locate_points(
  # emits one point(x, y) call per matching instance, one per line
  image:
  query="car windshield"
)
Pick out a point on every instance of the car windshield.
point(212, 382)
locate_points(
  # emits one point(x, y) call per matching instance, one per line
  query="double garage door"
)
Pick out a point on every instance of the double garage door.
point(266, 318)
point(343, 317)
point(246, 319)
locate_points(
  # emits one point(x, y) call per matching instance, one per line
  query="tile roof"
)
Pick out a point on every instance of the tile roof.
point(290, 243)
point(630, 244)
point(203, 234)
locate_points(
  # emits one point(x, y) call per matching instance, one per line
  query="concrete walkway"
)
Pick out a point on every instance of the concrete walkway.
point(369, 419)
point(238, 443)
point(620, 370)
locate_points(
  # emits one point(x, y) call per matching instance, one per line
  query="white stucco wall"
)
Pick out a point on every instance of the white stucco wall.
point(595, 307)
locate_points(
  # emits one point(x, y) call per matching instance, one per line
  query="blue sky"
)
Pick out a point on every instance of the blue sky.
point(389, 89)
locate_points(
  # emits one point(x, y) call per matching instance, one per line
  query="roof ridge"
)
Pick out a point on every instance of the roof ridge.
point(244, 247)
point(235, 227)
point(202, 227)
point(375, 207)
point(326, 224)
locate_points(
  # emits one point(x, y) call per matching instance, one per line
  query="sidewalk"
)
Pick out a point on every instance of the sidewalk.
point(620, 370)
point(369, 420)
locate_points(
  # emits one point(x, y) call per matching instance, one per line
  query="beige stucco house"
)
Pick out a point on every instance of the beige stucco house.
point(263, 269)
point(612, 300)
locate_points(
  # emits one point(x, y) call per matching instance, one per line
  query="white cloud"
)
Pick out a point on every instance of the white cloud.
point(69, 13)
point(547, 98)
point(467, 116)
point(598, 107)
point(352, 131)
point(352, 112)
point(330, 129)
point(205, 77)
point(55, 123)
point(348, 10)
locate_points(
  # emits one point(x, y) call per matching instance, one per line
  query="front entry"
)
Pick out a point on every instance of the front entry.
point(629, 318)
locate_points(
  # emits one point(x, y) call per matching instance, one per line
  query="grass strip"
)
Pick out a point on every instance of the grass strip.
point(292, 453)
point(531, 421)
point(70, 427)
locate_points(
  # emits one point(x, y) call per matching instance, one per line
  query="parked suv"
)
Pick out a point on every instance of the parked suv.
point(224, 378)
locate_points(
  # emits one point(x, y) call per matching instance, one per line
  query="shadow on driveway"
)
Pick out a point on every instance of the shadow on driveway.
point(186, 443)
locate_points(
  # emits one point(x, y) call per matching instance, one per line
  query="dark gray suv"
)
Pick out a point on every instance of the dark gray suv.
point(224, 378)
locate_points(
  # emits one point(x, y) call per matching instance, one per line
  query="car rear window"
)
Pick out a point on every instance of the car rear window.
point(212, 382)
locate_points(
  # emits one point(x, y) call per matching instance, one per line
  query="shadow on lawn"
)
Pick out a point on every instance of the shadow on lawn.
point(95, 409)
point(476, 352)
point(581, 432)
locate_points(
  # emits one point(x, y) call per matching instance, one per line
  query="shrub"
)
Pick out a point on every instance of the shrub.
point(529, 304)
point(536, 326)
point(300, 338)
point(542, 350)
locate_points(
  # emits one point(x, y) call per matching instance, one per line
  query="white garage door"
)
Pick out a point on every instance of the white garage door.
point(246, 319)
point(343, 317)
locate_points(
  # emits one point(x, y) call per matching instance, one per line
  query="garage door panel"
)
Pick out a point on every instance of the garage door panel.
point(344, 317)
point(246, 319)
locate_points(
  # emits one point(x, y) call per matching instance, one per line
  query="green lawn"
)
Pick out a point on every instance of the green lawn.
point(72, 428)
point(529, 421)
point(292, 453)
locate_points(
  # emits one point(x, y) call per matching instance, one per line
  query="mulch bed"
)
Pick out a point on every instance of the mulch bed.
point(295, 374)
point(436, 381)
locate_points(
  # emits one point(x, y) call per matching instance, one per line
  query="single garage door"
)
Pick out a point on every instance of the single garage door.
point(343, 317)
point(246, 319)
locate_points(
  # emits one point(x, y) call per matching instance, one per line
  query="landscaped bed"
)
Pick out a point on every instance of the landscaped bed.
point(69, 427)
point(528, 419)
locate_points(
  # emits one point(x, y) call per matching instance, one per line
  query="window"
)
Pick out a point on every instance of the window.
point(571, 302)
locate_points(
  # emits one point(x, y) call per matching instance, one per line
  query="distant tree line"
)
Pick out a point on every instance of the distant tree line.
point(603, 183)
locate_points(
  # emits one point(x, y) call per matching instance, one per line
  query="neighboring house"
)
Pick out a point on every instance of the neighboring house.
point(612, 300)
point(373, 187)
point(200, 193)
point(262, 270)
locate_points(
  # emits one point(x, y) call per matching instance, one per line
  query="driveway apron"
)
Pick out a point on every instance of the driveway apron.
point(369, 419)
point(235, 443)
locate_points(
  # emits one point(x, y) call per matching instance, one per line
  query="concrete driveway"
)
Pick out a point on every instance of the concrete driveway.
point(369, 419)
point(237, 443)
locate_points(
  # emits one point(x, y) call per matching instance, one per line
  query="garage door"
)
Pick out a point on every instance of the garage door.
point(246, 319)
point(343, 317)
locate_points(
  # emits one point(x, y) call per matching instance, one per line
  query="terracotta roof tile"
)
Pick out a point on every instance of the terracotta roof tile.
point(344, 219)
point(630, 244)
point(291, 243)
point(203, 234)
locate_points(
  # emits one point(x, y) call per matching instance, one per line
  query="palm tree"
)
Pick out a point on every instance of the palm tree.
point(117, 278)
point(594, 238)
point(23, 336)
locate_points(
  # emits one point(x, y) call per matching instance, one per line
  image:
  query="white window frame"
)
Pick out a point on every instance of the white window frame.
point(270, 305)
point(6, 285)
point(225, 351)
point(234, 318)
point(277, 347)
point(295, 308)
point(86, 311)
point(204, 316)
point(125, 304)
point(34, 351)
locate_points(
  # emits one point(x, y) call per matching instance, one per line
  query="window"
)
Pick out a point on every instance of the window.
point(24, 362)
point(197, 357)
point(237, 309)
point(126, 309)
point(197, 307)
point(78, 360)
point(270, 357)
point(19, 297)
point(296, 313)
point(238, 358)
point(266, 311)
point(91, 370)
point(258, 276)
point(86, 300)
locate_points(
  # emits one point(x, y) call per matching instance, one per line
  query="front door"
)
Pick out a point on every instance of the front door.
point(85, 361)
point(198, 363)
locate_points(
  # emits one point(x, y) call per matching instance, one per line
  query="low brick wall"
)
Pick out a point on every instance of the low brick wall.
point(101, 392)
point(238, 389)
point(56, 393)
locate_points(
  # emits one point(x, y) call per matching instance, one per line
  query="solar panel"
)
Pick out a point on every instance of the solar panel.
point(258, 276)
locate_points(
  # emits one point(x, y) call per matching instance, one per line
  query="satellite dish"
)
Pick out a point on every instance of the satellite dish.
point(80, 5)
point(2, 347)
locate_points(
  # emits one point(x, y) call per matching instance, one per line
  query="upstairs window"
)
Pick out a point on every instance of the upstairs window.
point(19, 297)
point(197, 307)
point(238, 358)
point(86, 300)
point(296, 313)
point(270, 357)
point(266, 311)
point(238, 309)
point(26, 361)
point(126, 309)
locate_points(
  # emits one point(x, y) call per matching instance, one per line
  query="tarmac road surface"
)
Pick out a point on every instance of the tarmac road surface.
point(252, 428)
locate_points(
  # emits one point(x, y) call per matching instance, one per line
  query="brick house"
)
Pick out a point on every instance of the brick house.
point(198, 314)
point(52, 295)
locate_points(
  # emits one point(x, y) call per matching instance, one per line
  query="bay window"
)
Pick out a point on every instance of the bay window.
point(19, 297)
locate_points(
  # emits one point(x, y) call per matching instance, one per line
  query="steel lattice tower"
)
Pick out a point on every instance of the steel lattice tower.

________________

■ **What you have to do**: Can you reproduce the stretch from the start of the items through the line containing "point(595, 307)", switching "instance" to "occurrence" and leaving everything else as it is?

■ **Exercise result**:
locate_points(
  # emits one point(x, y) call per matching occurrence, one per line
  image:
  query="car windshield"
)
Pick out a point on every occurrence of the car windshield.
point(212, 382)
locate_points(
  # emits one point(x, y) call per matching occurrence, one per line
  query="double garage door"
)
Pick out a point on every occurrence of the double garage door.
point(266, 318)
point(343, 317)
point(246, 319)
locate_points(
  # emits one point(x, y) call per matching occurrence, one per line
  query="tile roof"
)
Pick out a point on every occurrence of the tile roof.
point(290, 243)
point(630, 244)
point(203, 234)
locate_points(
  # emits one point(x, y) call per matching occurrence, one per line
  query="concrete walkway"
)
Pick out a point on every occurrence of the concrete walkway.
point(369, 419)
point(238, 443)
point(620, 370)
locate_points(
  # emits one point(x, y) call per matching occurrence, one per line
  query="white stucco wall"
)
Pick out a point on every occurrence of the white stucco wall.
point(595, 307)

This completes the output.